→ **Work instructions**
A line belongs in the answer only if it contains the word "cloudy"; copy every such line from the listing below.
──────── Source information ────────
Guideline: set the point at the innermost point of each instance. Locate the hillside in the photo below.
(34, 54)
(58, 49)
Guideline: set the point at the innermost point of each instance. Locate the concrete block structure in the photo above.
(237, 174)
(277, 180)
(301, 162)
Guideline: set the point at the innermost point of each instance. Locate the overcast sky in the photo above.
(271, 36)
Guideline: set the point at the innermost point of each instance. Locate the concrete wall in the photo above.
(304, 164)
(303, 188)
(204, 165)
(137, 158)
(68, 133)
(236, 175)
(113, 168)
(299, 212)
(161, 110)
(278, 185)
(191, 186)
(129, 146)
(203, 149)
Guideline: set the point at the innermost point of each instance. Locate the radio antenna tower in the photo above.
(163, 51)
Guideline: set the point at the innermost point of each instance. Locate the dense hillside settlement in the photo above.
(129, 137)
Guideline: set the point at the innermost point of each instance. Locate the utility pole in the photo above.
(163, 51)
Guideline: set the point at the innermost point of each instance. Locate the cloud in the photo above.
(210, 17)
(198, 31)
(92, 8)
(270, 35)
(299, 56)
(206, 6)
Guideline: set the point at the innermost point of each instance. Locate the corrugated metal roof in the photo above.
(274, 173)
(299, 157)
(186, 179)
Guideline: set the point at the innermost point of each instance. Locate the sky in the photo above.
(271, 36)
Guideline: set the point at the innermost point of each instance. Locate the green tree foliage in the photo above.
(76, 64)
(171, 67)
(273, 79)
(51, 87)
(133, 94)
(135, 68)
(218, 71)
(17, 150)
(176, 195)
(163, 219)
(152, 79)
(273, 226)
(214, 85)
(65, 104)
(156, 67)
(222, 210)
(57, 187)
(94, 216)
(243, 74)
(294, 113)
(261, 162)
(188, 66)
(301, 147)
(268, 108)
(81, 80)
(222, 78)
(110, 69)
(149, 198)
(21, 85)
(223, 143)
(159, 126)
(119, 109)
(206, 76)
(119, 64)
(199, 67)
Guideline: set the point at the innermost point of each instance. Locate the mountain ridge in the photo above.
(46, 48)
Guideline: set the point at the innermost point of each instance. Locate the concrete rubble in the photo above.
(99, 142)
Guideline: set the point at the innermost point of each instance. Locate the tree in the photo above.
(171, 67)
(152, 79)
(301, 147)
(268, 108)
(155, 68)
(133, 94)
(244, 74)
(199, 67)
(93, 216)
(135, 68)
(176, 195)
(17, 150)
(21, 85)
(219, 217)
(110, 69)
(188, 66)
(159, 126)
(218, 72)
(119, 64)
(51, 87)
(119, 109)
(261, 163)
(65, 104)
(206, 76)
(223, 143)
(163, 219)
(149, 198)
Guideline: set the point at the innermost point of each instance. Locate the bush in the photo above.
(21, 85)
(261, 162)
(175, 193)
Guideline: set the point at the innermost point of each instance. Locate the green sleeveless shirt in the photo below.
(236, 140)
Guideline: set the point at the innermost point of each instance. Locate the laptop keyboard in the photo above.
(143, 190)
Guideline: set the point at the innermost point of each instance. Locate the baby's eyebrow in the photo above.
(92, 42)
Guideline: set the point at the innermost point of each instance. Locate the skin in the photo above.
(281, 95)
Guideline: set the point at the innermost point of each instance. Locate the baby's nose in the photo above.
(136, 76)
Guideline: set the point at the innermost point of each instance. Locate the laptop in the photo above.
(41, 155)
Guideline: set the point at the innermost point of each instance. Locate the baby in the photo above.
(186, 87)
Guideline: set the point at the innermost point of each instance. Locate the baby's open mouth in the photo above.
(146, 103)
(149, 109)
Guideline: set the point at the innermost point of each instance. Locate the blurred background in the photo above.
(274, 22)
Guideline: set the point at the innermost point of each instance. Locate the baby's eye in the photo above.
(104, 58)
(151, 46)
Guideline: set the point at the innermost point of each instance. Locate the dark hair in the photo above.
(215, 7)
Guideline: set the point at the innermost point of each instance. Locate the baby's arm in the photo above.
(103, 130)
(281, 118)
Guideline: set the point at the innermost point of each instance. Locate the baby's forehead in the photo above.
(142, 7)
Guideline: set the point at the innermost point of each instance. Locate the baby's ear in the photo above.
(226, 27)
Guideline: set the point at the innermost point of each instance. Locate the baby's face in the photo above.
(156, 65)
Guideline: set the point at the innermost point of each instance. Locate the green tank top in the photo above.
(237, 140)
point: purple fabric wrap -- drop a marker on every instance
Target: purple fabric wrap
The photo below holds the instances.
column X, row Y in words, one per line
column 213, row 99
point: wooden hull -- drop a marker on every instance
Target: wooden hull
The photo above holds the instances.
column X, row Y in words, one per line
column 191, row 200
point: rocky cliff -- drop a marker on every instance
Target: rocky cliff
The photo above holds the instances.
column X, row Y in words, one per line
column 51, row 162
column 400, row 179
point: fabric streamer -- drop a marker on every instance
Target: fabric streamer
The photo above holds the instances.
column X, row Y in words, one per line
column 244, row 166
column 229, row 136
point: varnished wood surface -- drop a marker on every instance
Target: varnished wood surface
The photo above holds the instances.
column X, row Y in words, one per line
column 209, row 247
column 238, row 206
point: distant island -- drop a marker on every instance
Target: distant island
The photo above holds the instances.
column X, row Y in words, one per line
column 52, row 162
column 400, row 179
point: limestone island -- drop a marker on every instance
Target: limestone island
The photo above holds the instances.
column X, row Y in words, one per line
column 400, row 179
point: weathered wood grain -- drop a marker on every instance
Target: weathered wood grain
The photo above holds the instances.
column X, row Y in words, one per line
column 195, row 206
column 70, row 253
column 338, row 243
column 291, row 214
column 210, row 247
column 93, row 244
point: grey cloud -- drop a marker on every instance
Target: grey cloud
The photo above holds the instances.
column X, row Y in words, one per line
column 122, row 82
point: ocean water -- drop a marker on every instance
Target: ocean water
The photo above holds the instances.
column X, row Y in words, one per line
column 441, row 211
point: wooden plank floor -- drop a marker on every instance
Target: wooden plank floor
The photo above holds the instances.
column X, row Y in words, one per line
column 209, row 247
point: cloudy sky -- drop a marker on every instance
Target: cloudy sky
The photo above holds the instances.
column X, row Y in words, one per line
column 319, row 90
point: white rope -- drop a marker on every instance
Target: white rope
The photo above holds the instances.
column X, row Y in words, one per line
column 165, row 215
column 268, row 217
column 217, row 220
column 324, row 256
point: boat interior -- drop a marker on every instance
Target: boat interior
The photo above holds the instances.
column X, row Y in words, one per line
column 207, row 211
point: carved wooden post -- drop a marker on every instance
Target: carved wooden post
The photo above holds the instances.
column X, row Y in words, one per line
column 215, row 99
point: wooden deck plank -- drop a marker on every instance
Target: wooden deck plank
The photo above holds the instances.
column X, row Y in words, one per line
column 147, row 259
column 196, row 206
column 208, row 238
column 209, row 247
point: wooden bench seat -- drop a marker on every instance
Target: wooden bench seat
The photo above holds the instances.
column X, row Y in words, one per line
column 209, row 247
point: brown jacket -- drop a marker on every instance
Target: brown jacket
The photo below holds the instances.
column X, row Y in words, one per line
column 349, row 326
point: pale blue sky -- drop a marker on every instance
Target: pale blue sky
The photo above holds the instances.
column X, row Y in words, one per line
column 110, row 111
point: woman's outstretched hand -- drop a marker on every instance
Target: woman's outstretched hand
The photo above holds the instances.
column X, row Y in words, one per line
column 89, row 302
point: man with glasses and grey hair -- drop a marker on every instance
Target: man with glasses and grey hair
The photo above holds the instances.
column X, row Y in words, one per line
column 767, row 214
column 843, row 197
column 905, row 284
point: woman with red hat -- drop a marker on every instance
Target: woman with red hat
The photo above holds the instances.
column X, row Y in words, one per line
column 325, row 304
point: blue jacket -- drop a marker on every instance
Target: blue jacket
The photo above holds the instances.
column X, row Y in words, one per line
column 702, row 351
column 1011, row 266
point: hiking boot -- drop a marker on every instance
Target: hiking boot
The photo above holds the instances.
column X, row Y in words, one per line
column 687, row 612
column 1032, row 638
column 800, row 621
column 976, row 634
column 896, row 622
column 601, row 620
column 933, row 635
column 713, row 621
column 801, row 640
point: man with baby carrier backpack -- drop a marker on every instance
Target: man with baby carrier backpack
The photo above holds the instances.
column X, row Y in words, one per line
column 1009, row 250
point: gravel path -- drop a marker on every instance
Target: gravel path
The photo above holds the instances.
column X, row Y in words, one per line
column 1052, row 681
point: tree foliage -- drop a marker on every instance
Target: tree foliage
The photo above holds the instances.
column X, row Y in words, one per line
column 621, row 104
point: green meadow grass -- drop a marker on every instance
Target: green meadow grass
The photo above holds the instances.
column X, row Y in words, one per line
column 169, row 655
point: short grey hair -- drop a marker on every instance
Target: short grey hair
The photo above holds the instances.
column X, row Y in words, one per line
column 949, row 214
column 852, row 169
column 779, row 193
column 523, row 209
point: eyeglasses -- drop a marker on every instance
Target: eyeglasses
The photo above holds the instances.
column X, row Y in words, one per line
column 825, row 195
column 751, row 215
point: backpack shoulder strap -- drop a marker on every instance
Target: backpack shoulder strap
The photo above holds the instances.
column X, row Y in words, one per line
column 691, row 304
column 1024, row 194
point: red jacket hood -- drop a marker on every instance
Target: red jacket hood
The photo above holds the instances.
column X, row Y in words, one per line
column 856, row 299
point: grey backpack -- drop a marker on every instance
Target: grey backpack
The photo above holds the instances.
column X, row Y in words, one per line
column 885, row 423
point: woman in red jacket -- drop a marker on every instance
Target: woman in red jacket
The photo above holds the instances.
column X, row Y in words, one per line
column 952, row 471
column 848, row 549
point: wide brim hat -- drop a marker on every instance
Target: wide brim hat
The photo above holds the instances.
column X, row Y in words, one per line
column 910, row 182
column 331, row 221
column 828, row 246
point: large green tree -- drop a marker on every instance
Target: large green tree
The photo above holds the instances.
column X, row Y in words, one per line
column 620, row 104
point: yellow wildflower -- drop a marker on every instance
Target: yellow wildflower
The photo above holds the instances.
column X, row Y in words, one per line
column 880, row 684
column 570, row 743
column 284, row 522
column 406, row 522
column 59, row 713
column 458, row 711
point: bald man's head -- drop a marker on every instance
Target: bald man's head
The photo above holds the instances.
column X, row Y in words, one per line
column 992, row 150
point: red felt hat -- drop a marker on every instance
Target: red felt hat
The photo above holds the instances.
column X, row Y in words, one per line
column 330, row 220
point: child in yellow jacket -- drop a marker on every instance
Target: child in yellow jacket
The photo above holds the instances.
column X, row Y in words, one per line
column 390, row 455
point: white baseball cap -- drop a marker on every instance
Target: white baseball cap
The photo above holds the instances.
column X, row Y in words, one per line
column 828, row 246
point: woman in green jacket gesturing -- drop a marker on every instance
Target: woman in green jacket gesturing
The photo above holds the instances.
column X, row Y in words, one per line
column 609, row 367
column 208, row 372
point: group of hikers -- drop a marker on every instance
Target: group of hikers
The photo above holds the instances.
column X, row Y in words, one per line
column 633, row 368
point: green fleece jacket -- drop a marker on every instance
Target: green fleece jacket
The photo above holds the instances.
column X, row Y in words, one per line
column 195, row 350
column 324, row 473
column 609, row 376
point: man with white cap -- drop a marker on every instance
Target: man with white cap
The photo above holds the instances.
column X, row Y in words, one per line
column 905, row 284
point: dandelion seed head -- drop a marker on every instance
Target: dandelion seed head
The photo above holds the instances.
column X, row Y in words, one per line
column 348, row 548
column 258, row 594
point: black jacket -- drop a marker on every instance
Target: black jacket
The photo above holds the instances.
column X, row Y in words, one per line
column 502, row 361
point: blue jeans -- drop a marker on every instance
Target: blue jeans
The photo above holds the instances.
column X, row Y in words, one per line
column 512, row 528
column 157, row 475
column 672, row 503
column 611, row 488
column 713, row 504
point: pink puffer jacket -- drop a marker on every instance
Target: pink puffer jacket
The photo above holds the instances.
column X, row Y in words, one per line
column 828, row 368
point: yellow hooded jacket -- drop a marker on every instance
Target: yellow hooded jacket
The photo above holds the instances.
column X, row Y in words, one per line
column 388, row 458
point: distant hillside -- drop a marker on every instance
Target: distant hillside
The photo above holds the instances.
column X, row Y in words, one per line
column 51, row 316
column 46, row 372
────────
→ **Response to this task**
point: cloudy sky -- drop a marker on every instance
Target: cloudy sky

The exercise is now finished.